- **Given exercise**
Could you copy out all the records below, substituting "mark every instance with a single point" for each occurrence of "place one point per instance" and leaving everything else unchanged?

- **Given data**
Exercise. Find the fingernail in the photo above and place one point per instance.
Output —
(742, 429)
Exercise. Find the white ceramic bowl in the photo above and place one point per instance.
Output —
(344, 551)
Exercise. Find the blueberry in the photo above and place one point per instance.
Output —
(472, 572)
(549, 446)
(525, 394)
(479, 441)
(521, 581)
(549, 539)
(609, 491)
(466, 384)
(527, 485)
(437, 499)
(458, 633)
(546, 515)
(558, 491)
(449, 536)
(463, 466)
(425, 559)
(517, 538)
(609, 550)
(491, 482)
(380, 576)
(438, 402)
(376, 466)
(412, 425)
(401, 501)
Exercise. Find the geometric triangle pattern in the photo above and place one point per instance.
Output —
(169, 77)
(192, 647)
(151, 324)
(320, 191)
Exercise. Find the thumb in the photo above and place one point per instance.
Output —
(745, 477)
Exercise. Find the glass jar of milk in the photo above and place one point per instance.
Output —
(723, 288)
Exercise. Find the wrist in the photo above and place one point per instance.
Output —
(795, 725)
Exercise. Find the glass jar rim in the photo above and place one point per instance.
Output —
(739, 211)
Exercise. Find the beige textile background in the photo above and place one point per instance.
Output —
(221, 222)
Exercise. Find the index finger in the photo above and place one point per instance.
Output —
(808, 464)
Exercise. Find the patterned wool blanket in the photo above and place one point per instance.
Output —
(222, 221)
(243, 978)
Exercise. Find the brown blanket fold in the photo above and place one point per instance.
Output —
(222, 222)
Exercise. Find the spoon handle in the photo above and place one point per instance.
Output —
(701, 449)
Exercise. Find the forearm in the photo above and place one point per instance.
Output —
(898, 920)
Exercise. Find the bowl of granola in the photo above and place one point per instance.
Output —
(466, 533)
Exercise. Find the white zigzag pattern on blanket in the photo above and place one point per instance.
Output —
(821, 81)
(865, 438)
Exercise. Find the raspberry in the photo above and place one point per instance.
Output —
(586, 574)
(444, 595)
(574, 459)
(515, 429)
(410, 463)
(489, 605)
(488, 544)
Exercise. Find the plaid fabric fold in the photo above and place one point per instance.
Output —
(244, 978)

- **The output**
Exercise. Find the fingernail in the photo above and mark every instance with a single point.
Output —
(742, 429)
Exercise. Find the white ceramic bowl in the photo above and mark every instance with a single point.
Output —
(344, 551)
Exercise. Find the blueberry in the photo above and mark every instance with a single point.
Output —
(472, 572)
(549, 446)
(525, 394)
(479, 441)
(521, 581)
(549, 539)
(609, 491)
(466, 384)
(527, 485)
(437, 499)
(458, 633)
(546, 515)
(558, 491)
(449, 536)
(463, 466)
(425, 559)
(517, 538)
(609, 550)
(491, 482)
(380, 576)
(438, 402)
(376, 466)
(412, 425)
(401, 501)
Exercise. Find the geometric triangle pattern in the photo above and mark every instance with a single point.
Output —
(169, 77)
(192, 647)
(151, 324)
(320, 191)
Exercise. Find the thumb in the photo above and mark every instance with a single point.
Output —
(745, 477)
Exercise. Find the glass jar of milk in the photo above and mark every instance with a single point.
Output —
(723, 288)
Exercise. Find the wrist in the photo above and mark every instance with a single point.
Output —
(795, 725)
Exercise. Find the glass jar rim in the photo above and mark every instance with a single point.
Output —
(739, 211)
Exercise. Find the beige textile background in the photo above and mark every instance with a single point.
Output —
(221, 222)
Exercise. Find the index finger in the photo above and mark every instance with a single point.
Output —
(808, 464)
Exercise. Find the patterned wool blanket in the photo above and mark every instance with a single point.
Output —
(222, 221)
(243, 978)
Exercise. Find the brown blanket fold in the photo above and mark every instance with a single point.
Output —
(222, 222)
Exercise. Find the spoon handle in the photo above and mark every instance with a single point.
Output —
(701, 449)
Exercise. Find the forearm in the photo above and mark every instance with a single point.
Output —
(898, 920)
Exercise. Find the bowl of granola in the photo above and mark every instance with a single point.
Output —
(466, 533)
Exercise. Find the white zigzag pattern on blanket in the photo above and mark every instance with a single point.
Output —
(821, 81)
(865, 438)
Exercise. Find the raspberry in the photo above and mark every instance with a single point.
Output —
(586, 574)
(444, 595)
(574, 459)
(515, 429)
(410, 463)
(489, 605)
(488, 544)
Exercise. Find the plaid fabric fold in the photo above and mark every instance with a single point.
Output —
(244, 978)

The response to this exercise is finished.